** START Rows **
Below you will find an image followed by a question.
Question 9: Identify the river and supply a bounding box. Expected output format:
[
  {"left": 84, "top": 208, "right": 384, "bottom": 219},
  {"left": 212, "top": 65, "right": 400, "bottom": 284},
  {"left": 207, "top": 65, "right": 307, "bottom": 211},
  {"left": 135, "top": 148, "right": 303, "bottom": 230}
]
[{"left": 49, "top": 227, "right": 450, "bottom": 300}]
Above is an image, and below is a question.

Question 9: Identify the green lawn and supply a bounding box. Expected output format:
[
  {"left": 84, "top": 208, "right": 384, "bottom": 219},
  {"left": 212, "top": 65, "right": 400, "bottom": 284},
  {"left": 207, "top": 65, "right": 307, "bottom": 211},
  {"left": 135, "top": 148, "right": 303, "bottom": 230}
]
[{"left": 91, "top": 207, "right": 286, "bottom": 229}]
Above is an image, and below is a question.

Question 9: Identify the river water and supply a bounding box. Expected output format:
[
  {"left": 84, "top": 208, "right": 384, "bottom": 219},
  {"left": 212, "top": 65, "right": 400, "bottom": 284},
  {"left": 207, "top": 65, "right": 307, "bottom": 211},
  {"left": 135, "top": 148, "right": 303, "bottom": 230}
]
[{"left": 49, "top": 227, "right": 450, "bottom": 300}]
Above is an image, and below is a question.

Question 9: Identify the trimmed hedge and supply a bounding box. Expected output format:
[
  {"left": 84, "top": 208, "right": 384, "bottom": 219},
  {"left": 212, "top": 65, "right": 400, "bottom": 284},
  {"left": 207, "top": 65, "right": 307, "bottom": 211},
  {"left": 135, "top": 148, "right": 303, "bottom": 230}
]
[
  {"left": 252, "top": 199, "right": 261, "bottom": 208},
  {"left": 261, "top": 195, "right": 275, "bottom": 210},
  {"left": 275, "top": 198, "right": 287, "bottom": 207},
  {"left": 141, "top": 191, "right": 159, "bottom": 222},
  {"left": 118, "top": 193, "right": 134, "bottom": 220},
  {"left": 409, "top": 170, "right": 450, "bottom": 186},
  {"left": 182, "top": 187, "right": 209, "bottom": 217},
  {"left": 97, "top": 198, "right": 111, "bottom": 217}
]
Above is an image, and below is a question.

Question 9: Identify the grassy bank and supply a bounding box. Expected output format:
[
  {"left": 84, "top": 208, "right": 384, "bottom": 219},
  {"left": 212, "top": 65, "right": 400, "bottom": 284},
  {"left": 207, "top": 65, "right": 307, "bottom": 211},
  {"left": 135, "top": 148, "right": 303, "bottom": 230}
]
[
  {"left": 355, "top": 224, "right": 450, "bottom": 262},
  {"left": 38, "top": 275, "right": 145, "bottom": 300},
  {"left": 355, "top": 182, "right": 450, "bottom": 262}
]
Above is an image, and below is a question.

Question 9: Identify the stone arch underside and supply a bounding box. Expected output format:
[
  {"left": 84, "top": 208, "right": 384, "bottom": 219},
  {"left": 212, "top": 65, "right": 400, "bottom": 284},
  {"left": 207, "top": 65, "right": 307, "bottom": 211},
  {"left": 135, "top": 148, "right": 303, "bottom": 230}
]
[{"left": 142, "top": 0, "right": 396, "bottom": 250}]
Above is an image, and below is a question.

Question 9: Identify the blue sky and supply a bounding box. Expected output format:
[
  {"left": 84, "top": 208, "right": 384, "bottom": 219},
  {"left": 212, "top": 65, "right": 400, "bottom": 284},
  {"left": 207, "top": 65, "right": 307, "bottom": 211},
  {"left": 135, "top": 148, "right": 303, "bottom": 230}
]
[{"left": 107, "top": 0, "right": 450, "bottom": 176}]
** END Rows **
• **Short task**: Extract each line in the records above that contains the string "river". Copy every such line in full.

• **Solution to this exercise**:
Question 9: Identify the river and supply a bounding box. Expected output format:
Question 9: Identify the river water and supply a bounding box. Expected output format:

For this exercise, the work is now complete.